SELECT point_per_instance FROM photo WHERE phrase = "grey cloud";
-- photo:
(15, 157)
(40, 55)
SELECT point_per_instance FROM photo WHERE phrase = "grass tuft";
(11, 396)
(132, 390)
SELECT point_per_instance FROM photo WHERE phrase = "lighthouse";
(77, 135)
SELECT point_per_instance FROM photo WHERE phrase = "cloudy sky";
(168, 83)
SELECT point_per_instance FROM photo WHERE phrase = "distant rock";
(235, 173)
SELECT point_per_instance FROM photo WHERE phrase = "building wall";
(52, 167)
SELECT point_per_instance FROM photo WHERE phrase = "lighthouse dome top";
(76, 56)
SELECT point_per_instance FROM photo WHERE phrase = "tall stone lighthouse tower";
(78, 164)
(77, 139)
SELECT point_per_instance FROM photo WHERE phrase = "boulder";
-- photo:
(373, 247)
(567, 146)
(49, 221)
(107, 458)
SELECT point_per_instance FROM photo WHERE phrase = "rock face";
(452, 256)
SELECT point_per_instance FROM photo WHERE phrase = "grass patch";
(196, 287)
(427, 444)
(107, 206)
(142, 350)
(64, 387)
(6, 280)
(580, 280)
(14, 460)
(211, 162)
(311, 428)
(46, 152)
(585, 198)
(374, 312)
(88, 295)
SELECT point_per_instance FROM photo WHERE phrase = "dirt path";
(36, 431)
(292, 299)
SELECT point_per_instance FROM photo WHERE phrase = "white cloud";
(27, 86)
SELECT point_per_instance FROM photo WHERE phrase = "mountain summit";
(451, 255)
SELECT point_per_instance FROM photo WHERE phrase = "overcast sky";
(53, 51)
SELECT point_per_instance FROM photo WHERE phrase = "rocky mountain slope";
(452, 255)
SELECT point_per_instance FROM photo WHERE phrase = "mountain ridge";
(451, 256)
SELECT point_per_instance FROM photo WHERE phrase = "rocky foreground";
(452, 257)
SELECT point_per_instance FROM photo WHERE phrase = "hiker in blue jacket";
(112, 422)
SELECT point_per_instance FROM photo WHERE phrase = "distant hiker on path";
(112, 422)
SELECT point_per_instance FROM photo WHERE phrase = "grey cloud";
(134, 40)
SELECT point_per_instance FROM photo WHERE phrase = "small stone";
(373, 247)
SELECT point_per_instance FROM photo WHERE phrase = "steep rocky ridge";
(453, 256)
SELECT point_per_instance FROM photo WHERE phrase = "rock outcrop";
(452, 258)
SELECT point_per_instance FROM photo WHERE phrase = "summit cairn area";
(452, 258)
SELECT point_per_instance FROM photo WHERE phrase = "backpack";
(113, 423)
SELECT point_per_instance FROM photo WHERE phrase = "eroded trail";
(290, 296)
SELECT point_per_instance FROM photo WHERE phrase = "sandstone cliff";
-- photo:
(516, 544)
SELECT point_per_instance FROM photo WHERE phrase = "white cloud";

::::::

* **Task to carry out**: Extract all the entries word for word.

* **Answer to this exercise**:
SELECT point_per_instance FROM photo WHERE phrase = "grey cloud";
-- photo:
(15, 157)
(40, 55)
SELECT point_per_instance FROM photo WHERE phrase = "grass tuft";
(11, 396)
(132, 390)
SELECT point_per_instance FROM photo WHERE phrase = "lighthouse";
(77, 135)
SELECT point_per_instance FROM photo WHERE phrase = "cloudy sky";
(168, 83)
SELECT point_per_instance FROM photo WHERE phrase = "distant rock";
(235, 173)
SELECT point_per_instance FROM photo WHERE phrase = "building wall";
(52, 167)
SELECT point_per_instance FROM photo WHERE phrase = "lighthouse dome top";
(76, 56)
SELECT point_per_instance FROM photo WHERE phrase = "tall stone lighthouse tower";
(78, 164)
(77, 139)
SELECT point_per_instance FROM photo WHERE phrase = "boulder";
-- photo:
(373, 247)
(567, 146)
(49, 221)
(107, 458)
SELECT point_per_instance FROM photo WHERE phrase = "rock face";
(452, 256)
SELECT point_per_instance FROM photo WHERE phrase = "grass patch";
(196, 287)
(427, 444)
(107, 206)
(142, 350)
(64, 387)
(6, 280)
(580, 280)
(14, 460)
(211, 162)
(311, 428)
(46, 152)
(585, 198)
(374, 312)
(88, 295)
SELECT point_per_instance FROM photo WHERE phrase = "dirt path";
(36, 431)
(292, 299)
SELECT point_per_instance FROM photo WHERE phrase = "white cloud";
(27, 86)
SELECT point_per_instance FROM photo WHERE phrase = "mountain summit";
(451, 255)
SELECT point_per_instance FROM photo WHERE phrase = "overcast sky";
(53, 51)
SELECT point_per_instance FROM photo WHERE phrase = "rocky mountain slope";
(452, 255)
SELECT point_per_instance FROM photo WHERE phrase = "mountain ridge";
(451, 256)
SELECT point_per_instance FROM photo WHERE phrase = "rocky foreground";
(452, 257)
SELECT point_per_instance FROM photo WHERE phrase = "hiker in blue jacket";
(112, 422)
SELECT point_per_instance FROM photo WHERE phrase = "distant hiker on path";
(112, 422)
SELECT point_per_instance FROM photo WHERE phrase = "grey cloud";
(134, 40)
SELECT point_per_instance FROM photo WHERE phrase = "small stone";
(373, 247)
SELECT point_per_instance FROM photo WHERE phrase = "steep rocky ridge";
(453, 256)
SELECT point_per_instance FROM photo WHERE phrase = "rock outcrop";
(452, 258)
SELECT point_per_instance FROM photo WHERE phrase = "summit cairn area";
(452, 258)
SELECT point_per_instance FROM photo WHERE phrase = "backpack";
(113, 423)
SELECT point_per_instance FROM photo WHERE phrase = "eroded trail";
(290, 296)
SELECT point_per_instance FROM photo WHERE phrase = "sandstone cliff";
-- photo:
(516, 544)
SELECT point_per_instance FROM photo WHERE phrase = "white cloud";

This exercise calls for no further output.